TAREA:
Responde, por favor, a estas preguntas sobre el fragmento acerca del miedo y el coronavirus:
(a) ¿Qué tres cosas ayudan a mantener el miedo a raya?
(b) ¿A quién se le hace un guiño al decir que somos contingentes?
(c) ¿Qué escritor mostraba admiración por el pueblo chino, y en qué obra?

FRAGMENTO PROPORCIONADO:
-.-.-

El miedo es inevitable. Nos alarman las cifras de muertos y contagiados, aunque muere mucha más gente por hambre en el mundo sin que, aparentemente, nos alteremos, seguramente porque pensamos que eso no nos va a tocar. En cambio, frente a este dichoso coronavirus nos sentimos indefensos, expuestos a la incertidumbre. Tomaremos todas las medidas de precaución posibles, aunque revolotea sobre nuestras cabezas la idea – casi siempre muy cierta – de que todas son pocas porque no se sabe por dónde puede venir el virus.
Acostumbrados como estamos a controlar los canales de la tele a golpe de mando a distancia y a que los móviles nos obedezcan con solo pulsarlos, cuesta aceptar que hay cosas que se nos escapan y no obedecen a nuestros designios. Casi siempre son las cuestiones más importantes las que se nos muestran esquivas. No controlamos la salud, siempre vulnerable, ni tenemos a nuestro antojo los afectos ajenos, ni está en nuestra mano la suerte, buena o mala, y escapan a nuestra voluntad los serpenteantes caminos que toma el azar. El virus nos recuerda nuestra fragilidad, tantas veces olvidada cuando nos creemos inmortales y hasta nos atrevemos a ir de sobrados por la vida.
El miedo es legítimo. Se tiene y punto. Pero debemos evitar extenderlo. Porque inventa o exagera realidades y paraliza, y porque la propia vida en sí es peligrosa. Cada día nos exponemos a riesgos y no nos paramos a pensarlos. Si lo hiciéramos, no saldríamos de nuestra casa. Cogemos el coche o el avión y no pensamos que nos vaya a pasar algo. Y, si nos asalta ese mal pensamiento, rápidamente lo descartamos. De lo contrario, no viviríamos. El miedo no tiene fin ni cabo. Se puede temer al contagio, a la enfermedad, al dolor, al propio miedo. Aunque va a su aire, por libre, el conocimiento, la información y la sensatez ayudan a mantenerlo a raya. Alguno se siente siempre, pero se puede evitar que nos domine y se apodere de nosotros, haciendo que desistamos de hacer tal o cual cosa sólo por miedo. Y tenemos, desde luego, que huir del rechazo a los chinos y a lo que venga de ese país, heredero de una cultura milenaria, que no debe sino merecernos e inspirarnos respeto. Ya Blasco Ibáñez, en La vuelta al mundo de un novelista, mostraba su profunda admiración por este pueblo sabio.
El coronavirus viene a recordarnos que no lo podemos todo, que no hay vacuna para todo lo que nos provoca miedo; que – haciendo un guiño a José Luis Cuerda – somos contingentes, aunque nos creamos necesarios; que estamos, en fin, de paso y la vida apenas si es un intervalo. No conviene olvidarlo. Basta un virus, una bacteria, un revés del destino, para torcer planes, interrumpir el curso previsto del calendario y desconvocar para siempre citas concertadas por adelantado.
En su vulnerabilidad reside, en buena medida, el valor de la vida, aunque lo efímero de su paso aboque irremisiblemente a la melancolía o al estrés de querer aprovecharla al máximo porque se nos va, a veces sin previo aviso ni ultimátum. Por eso, urge siempre vivir. No sólo porque no sepamos el día y la hora en que nos vamos, sino por la condición transitoria de nuestra existencia. Estamos condenados a amar lo que rápidamente huye y a vivir permanentemente con la extraña – y a menudo ingrata – sensación de que todo lo bueno se nos va antes de lo que quisiéramos y sin poder evitarlo.
Ojalá el virus sirva al menos para que aumentemos la higiene y valoremos aún más la salud, que en un momento puede perderse. Y para convencernos, aunque sea a la fuerza, de lo poca cosa que somos, por más que nos las demos de importantes. Estamos, a menudo, a merced de la naturaleza y sus desaires, de la enfermedad y sus azotes, y del miedo, virus terrible que hay que combatir y no dejar nunca que carcoma nuestros sueños. No podríamos perdonárnoslo.

-.-.-

FILAS EXTRAÍDAS:
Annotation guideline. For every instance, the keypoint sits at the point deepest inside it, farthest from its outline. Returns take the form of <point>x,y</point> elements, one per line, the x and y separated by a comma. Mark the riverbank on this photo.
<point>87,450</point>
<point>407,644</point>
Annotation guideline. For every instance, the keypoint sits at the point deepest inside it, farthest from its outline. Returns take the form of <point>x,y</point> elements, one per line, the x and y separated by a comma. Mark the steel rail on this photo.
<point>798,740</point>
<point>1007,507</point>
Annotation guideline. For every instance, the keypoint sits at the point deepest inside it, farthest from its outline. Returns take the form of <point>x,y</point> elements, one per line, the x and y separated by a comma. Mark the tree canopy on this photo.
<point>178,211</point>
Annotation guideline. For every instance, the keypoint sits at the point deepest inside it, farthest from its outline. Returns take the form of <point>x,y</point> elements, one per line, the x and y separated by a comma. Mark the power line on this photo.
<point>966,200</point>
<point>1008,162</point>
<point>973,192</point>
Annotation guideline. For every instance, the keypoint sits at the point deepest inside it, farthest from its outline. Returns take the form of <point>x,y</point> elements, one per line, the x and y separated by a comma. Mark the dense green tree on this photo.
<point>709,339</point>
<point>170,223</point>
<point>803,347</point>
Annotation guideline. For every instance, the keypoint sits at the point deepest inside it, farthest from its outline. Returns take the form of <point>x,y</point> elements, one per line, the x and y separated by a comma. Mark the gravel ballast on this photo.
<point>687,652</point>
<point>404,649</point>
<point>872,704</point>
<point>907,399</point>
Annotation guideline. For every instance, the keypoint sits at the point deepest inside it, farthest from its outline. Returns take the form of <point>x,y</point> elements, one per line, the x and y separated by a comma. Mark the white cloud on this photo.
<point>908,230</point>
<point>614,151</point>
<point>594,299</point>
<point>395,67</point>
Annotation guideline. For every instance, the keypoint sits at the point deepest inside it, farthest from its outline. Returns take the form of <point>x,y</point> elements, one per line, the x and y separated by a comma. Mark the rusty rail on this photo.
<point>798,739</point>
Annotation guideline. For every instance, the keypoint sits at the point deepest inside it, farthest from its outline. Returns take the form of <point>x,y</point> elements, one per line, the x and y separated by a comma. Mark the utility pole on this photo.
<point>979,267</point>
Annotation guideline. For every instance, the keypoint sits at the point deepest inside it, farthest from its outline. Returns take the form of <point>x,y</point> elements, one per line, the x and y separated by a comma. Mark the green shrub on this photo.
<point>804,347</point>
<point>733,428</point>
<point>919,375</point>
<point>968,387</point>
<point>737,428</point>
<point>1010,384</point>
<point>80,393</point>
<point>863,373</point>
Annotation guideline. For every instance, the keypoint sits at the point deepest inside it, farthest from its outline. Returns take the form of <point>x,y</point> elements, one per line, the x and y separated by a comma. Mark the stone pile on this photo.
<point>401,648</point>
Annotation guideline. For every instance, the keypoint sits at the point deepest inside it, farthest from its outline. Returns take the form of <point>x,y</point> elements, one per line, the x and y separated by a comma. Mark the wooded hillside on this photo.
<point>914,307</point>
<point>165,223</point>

-.-.-

RESULTADO:
(a) El conocimiento, la información y la sensatez.
(b) A José Luis Cuerda.
(c) Blasco Ibáñez, en La vuelta al mundo de un novelista.